*What this task involves:*
Reproduce every one of the rows below word for word, line by line.

Location identification items

_ _ _ _ _

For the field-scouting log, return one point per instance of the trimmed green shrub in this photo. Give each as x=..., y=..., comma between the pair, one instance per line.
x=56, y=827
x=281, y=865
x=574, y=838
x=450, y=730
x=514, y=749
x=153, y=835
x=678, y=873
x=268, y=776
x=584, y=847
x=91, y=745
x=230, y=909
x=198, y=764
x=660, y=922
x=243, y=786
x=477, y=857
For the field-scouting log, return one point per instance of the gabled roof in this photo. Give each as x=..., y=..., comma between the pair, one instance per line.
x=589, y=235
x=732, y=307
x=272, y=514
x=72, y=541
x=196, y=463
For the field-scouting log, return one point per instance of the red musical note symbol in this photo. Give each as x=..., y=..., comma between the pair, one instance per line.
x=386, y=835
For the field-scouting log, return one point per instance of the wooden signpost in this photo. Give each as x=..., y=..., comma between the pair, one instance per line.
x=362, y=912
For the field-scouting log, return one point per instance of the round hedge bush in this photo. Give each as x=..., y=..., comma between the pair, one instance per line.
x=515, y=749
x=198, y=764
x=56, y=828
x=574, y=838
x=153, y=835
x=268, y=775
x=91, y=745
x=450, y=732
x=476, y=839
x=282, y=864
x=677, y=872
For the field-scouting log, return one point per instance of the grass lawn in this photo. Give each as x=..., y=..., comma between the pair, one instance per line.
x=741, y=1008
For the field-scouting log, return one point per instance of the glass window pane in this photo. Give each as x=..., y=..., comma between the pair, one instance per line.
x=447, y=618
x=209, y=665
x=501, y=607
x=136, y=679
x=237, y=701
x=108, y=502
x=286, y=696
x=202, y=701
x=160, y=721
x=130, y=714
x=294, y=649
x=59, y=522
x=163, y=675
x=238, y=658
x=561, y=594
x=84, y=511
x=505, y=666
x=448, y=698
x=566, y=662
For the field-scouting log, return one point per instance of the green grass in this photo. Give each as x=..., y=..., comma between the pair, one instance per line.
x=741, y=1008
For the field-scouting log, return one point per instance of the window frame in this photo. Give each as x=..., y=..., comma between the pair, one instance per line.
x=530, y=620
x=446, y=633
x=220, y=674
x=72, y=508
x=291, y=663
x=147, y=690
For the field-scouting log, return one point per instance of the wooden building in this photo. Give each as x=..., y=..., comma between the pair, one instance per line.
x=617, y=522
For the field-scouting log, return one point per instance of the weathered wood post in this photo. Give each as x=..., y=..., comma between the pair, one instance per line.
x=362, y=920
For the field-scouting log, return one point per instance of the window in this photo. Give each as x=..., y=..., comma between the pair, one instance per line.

_ _ _ _ _

*Output below:*
For the field-scouting log, return one point per instance of the trimmed green shrub in this photo. Give each as x=..., y=..., comma between the pair, one instance per line.
x=56, y=827
x=281, y=865
x=574, y=838
x=450, y=730
x=514, y=749
x=153, y=835
x=678, y=873
x=268, y=776
x=584, y=847
x=91, y=745
x=230, y=909
x=198, y=764
x=660, y=922
x=243, y=786
x=477, y=857
For the field-scouting log, return one point per instance of the gabled roof in this photo. Give each as x=..., y=..., comma between the pair, one instance per line.
x=589, y=235
x=732, y=307
x=272, y=514
x=72, y=541
x=196, y=463
For the field-scouting log, return one point per instance of the red musical note symbol in this photo. Give each as x=..., y=..., comma between the pair, one instance per line.
x=386, y=835
For the field-scouting log, return one point per instance of the wooden signpost in this photo. Give each as x=..., y=..., comma between the pair, one instance per line.
x=362, y=912
For the field-scouting log, return one point per instance of the round hedge bush in this photo. Give each as x=..., y=..., comma between the pair, one instance per line.
x=515, y=749
x=198, y=764
x=56, y=828
x=574, y=838
x=153, y=835
x=268, y=775
x=91, y=745
x=450, y=732
x=476, y=839
x=282, y=864
x=677, y=872
For the field-scouting log, return one point per instance of the grass lawn in this photo. Give each as x=..., y=..., comma between the pair, one instance per line.
x=741, y=1008
For the field-scouting log, return one point per instance of the glass window pane in this photo. Give each as x=..., y=..., comma between the pair, one instance per line.
x=447, y=618
x=209, y=665
x=501, y=607
x=136, y=679
x=237, y=701
x=108, y=502
x=286, y=696
x=202, y=701
x=160, y=721
x=130, y=714
x=294, y=649
x=59, y=522
x=163, y=675
x=238, y=658
x=561, y=594
x=84, y=511
x=505, y=666
x=448, y=698
x=566, y=662
For the field-scouting log, return one point per instance of the green grass in this photo. Give each as x=..., y=..., comma between the pair, one instance per line.
x=741, y=1008
For the field-scouting log, return one point per instance of the window frame in this photo. Give each as x=..., y=..., comma between the pair, one instance per line.
x=530, y=620
x=446, y=633
x=220, y=674
x=72, y=508
x=291, y=663
x=147, y=690
For the field-scouting log, return one point per instance of the wooden building in this photo. Give each as x=..., y=..., comma between the pair, one instance per line.
x=617, y=522
For the field-scouting log, return one point per instance of the weathered wood post in this photo. Give each as x=..., y=..., comma between the pair, one instance per line.
x=362, y=920
For the field-scouting log, return one point per instance of the window in this photo. Give each as x=..., y=..., comma between the pair, one instance per line.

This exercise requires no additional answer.